Source extract:
BUT VERONICA, you may say, looking at your blog, you have no problem with seeing the good in the CURRENT moment!

Unfortunately, this is not true. I am much more skilled in the art of seeing the good in what has passed and what has yet to come which makes me a very easy excitable person in many ways, but it also has its downfalls, like most things.
That being said, I look back on my year, this year, the shortest year of all my life, and I can't help but think of one thing- Grace.

This is a concept that is shared all over the world in many different ways. To some it is grace, to others it could be anything from "good vibes" to simple thankfulness. This year, I was granted the privilege to feel it all with a strength of a thousand suns.
If I have learned anything this year at all, it's that everything is not what it seems and that I am not the absolute and final word of anything at all, so who am I to judge anyone or anything at all?
Of course I believe everyone is entitled to their opinions, but I believe there's a profound difference between disagreement and judgement... (But thats for another time).

Forgive me, I am trying to condense what feels like a lifetime of lessons in a few paragraphs.
I am trying to figure out how to examine my soul and the souls of those around me so that I can show you a piece, hoping that you will see the goodness I see here, but these beautiful things do not come out in full complete sentences, but instead in short bursts of clarity and undeniable truthfulness, which is what I am sharing with you now.

Today us CIEE students had graduation, a lovely ceremony filled with joy, of course a touch of sadness and sentimentality, and thankfulness. Completely student run, the ceremony began with the introduction of some of the CIEE coordinators, as well as a bilingual speech given by one of our own; a CIEE student. This is followed by the distribution of the "diplomas" and other special awards for those exceptional students, and finally with a lovely talent show. I will never forget what it felt like being able to share just a few more hours of love and joy for this lovely country and it's culture.
After the ceremony we all (slowly) made our way over to a nearby hotel to eat a quite incredible meal. Surrounded by all CIEE students, Chinese home-stay families, and the staff members of CIEE it could be described as nothing less than... home-y.
After eating an impressive amount of food in a impressively short amount of time, we were forced to say goodbye to members of our ever growing CIEE family, and the GAP students and I took one last stroll through my favorite park in the world-- Chang Feng Park.

Information provided:
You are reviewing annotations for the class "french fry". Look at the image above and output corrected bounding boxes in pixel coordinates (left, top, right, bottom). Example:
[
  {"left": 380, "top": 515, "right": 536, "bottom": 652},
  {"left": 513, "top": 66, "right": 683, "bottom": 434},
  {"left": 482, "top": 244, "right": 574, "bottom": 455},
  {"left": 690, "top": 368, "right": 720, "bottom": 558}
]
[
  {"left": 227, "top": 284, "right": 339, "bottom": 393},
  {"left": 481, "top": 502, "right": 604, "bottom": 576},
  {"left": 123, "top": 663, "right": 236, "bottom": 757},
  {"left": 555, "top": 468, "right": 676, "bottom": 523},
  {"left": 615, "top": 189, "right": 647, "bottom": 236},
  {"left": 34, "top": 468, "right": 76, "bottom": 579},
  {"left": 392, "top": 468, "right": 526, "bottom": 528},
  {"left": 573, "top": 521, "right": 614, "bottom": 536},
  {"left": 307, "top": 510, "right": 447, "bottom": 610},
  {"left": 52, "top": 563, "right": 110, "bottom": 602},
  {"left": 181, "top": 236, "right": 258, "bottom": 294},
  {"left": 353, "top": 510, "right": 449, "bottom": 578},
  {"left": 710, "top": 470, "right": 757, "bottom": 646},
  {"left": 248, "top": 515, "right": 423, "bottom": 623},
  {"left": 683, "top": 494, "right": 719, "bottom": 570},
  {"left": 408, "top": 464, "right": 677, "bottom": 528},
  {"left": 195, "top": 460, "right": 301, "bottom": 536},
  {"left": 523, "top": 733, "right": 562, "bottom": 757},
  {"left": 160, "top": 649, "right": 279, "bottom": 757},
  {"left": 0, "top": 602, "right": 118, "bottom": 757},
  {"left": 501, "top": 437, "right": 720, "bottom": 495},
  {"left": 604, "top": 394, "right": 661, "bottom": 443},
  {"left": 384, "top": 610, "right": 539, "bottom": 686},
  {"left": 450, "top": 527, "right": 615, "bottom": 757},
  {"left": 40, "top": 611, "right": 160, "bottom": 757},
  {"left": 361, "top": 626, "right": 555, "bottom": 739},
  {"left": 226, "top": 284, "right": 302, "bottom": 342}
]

Written tasks:
1) Answer these questions from the blog post about the CIEE graduation, one line each:
(a) When the writer looks back on the year, what one word comes to mind?
(b) Who gave the bilingual speech at the ceremony?
(c) Where did the GAP students and the writer take one last stroll?
2) Carry on the blog post about the CIEE graduation from the point where it stops.

Task responses:
1)
(a) Grace.
(b) One of the CIEE students.
(c) Chang Feng Park.

2)
I find it enormously challenging, finding the correct words to thank those involved in making this year happen for me, so goodbyes are not an easy task. I did my best today, and I shall try my best again... This is about to be truthful and dramatic and I apologize in advance.

Thank you, first and foremost to the LOVELY teachers at CIEE, and every single one of the staff members, who without, I surely would have perished from this earth. I can tell you, dear readers, with certainty that CIEE only hires those with hearts of pure gold.
Next to my lovely and dear friends and classmates here, thank you for giving me the privilege of showing me your heart and soul and everything that encompasses. Thank you for teaching me tolerance on the days when CIEE was just WAY too small. Thank you for teaching me self reliance, on the days when it seemed too large, and on all the other days thank you for teaching me of love.
TO CHINA!!!! Thank you for accepting me into you're large and overpopulated hands, and never kicking me out even though I may not always fit so perfectly here. Thank you for showing me that losing myself in a new culture is the only way to retrieve the real me, but more importantly thank you for showing me that this life is not meant to be all about me. (PS. I'll be back sooner than you think....) :)
Lastly, to my lovely and forever supportive parents. There are no words to express my thankfulness, and no amount of presents can repay you for what you've given me here (but I sure tried!!!). I love you, and when I return home I bet you will be able to see it in my eyes, feel it in my heart; this year was not a waste of time or money. *disclaimer* (GAP YEARS ARE AMAZING EVERYONE SHOULD TAKE ONE AND GO ABROAD)

To my dear readers, you are probably few, but thank you for reading this over-the-top blog anyways, and thank you for your patience with my flakiness.
This is the end of this for me, but I can promise you that it won't be the last time you see words written by me, yelling about the beauty in this world, in this life.
Because if I learned anything from myself this year, it's that beauty is anything and everything that the senses can't reach.
Until next time, my dear, dear, China.
再见我真的爱你❤️❤️❤️

04/10/2015

A Walkin' We Go.

Hello, friends! 

Just some thoughts for you today.
I have just returned from one of my favorite routines in China: my daily after-dinner walk around the track at my university here, ECNU. 
 
Now what you have to understand this is a very important Chinese custom. Chinese people believe that this is essential to maintaining good health. This custom, among others such as drinking tea, are things that I have come to love participating in. Around 8 every night you will find the streets and tracks all filled with walking, running, stretching, and even singing and dancing Chinese people. My host mom, after finding this out, would often tease me with comments like, "you really are becoming Chinese now, aren't you!!!" and to be honest these comments are often the highlight of my day.
I take this very seriously. If I am invited to any activity that is happening at or around  8 o'clock, my friends, after my constant refusal, have learned that this is a part of my day I am not willing to negotiate.  

My friends have often asked me why it is that I hold this simple activity so dear to my heart. Honestly, at first, I didn't know. However, upon thinking about it on tonight's walk, I have finally understood the reason why this is colossally important to me. 
 It may seem ordinary to you: just a few circles around tracks, a phenomenon both China and America share. But what makes this special for me is the darkness.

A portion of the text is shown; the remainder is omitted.